(Exercise objective): Present each line of the entries below that holds the word "stop".

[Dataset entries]

--- START ---

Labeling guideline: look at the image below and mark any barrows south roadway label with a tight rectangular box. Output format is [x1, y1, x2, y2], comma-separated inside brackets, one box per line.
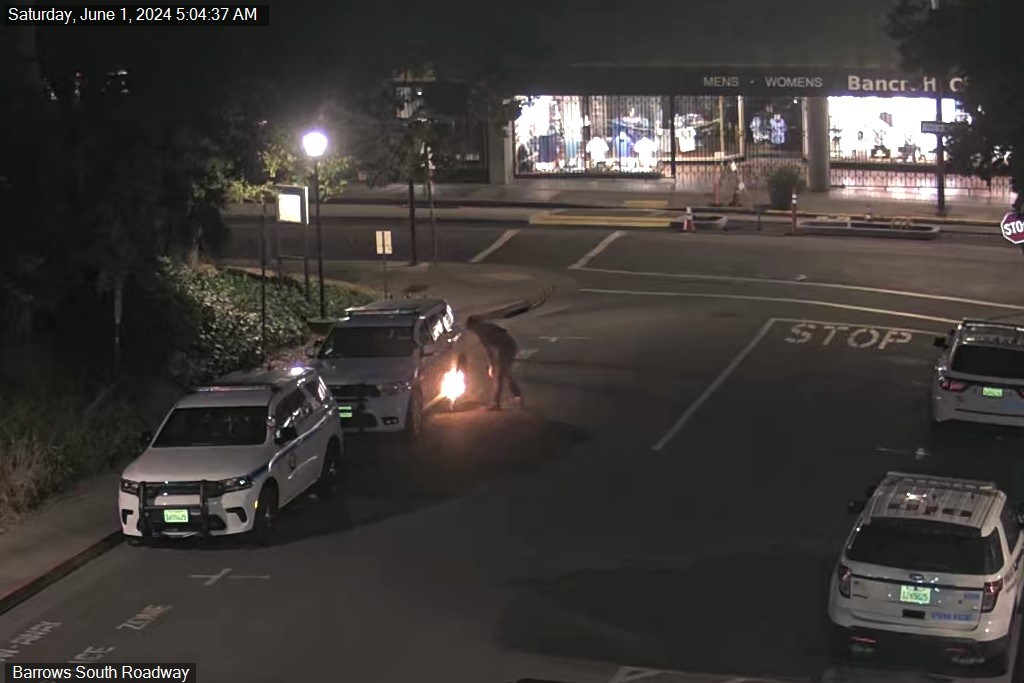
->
[784, 323, 914, 349]
[4, 662, 196, 680]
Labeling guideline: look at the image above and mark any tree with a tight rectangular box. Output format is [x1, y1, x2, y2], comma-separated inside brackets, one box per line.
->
[888, 0, 1024, 209]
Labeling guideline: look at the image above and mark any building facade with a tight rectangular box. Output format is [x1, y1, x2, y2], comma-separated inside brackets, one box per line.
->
[483, 0, 1012, 197]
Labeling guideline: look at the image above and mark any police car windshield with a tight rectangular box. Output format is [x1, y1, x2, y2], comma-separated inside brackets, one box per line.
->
[951, 344, 1024, 379]
[153, 406, 268, 448]
[320, 325, 416, 359]
[847, 519, 1002, 575]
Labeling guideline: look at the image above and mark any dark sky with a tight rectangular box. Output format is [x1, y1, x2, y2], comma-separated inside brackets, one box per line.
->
[23, 0, 907, 100]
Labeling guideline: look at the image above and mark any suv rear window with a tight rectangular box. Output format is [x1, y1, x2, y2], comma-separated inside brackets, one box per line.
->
[847, 519, 1003, 575]
[320, 325, 415, 358]
[951, 344, 1024, 379]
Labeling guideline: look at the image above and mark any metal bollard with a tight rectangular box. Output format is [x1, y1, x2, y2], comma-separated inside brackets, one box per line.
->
[791, 192, 798, 235]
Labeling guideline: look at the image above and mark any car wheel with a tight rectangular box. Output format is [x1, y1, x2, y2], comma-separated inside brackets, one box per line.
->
[314, 440, 344, 501]
[402, 388, 424, 441]
[983, 648, 1010, 676]
[251, 484, 279, 547]
[125, 535, 148, 547]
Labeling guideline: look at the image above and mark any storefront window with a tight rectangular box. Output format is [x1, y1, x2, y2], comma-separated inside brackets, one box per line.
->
[514, 94, 742, 175]
[827, 96, 963, 164]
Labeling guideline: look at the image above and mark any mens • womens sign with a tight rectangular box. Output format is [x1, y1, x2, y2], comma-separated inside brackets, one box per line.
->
[1001, 213, 1024, 245]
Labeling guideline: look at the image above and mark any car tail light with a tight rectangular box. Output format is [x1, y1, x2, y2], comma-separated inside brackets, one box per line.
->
[981, 578, 1003, 613]
[837, 564, 852, 598]
[939, 377, 968, 392]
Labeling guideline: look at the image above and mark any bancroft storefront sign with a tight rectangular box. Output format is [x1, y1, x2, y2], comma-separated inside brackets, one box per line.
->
[534, 65, 968, 97]
[681, 70, 966, 96]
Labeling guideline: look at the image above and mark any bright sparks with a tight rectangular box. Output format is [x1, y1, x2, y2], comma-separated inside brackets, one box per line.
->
[440, 368, 466, 402]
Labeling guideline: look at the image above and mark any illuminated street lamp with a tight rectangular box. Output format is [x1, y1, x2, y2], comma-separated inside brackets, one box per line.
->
[302, 130, 328, 317]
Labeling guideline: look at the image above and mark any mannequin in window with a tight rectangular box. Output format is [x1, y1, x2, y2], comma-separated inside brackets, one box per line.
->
[614, 131, 633, 162]
[750, 115, 770, 144]
[770, 114, 787, 146]
[586, 136, 609, 166]
[516, 142, 532, 173]
[634, 136, 657, 169]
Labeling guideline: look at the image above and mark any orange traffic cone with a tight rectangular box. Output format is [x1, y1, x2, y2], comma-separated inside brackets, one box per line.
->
[682, 206, 695, 232]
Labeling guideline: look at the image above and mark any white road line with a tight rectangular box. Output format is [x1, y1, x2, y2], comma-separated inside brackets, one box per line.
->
[578, 266, 1024, 312]
[469, 228, 521, 263]
[773, 317, 943, 336]
[579, 288, 960, 324]
[570, 230, 627, 270]
[652, 318, 777, 452]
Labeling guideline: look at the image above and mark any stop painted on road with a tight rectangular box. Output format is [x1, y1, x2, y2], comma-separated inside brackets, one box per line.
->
[784, 322, 914, 350]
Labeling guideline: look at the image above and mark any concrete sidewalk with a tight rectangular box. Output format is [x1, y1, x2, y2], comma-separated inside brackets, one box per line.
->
[325, 178, 1014, 227]
[0, 260, 568, 614]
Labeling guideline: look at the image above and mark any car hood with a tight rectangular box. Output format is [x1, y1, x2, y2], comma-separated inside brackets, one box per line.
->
[312, 357, 418, 384]
[122, 446, 268, 483]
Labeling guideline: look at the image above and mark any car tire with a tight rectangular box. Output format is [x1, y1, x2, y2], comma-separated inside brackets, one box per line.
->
[402, 388, 424, 441]
[251, 484, 279, 547]
[984, 648, 1010, 676]
[125, 535, 148, 547]
[314, 440, 344, 501]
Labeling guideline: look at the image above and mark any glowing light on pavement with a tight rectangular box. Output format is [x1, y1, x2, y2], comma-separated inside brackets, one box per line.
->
[441, 368, 466, 402]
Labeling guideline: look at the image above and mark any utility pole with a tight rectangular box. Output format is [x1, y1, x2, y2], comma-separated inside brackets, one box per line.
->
[408, 179, 418, 265]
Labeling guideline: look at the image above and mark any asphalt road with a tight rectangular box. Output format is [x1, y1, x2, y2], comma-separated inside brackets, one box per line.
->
[4, 217, 1024, 683]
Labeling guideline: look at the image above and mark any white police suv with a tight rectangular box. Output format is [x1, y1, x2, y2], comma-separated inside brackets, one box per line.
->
[830, 472, 1024, 673]
[119, 367, 344, 545]
[308, 298, 462, 439]
[933, 320, 1024, 428]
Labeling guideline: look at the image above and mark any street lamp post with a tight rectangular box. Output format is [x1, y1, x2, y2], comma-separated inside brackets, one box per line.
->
[302, 130, 328, 318]
[931, 0, 948, 217]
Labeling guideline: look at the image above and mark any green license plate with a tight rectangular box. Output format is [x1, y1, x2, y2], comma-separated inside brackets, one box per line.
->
[162, 509, 189, 524]
[982, 387, 1004, 398]
[900, 585, 931, 605]
[338, 405, 353, 419]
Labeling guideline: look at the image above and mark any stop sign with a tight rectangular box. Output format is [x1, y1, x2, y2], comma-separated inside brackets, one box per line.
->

--- END ---

(Task solution):
Labeling guideline: look at the image above and mark any stop painted on road with a tight rectangular box. Output format is [x1, y1, x2, y2], comma-separated inside brackets, one box per line.
Labeling guideline: look at the image above and mark any stop sign with a tight rectangular box. Output format is [x1, y1, x2, y2], comma-separated inside brackets, one box per line.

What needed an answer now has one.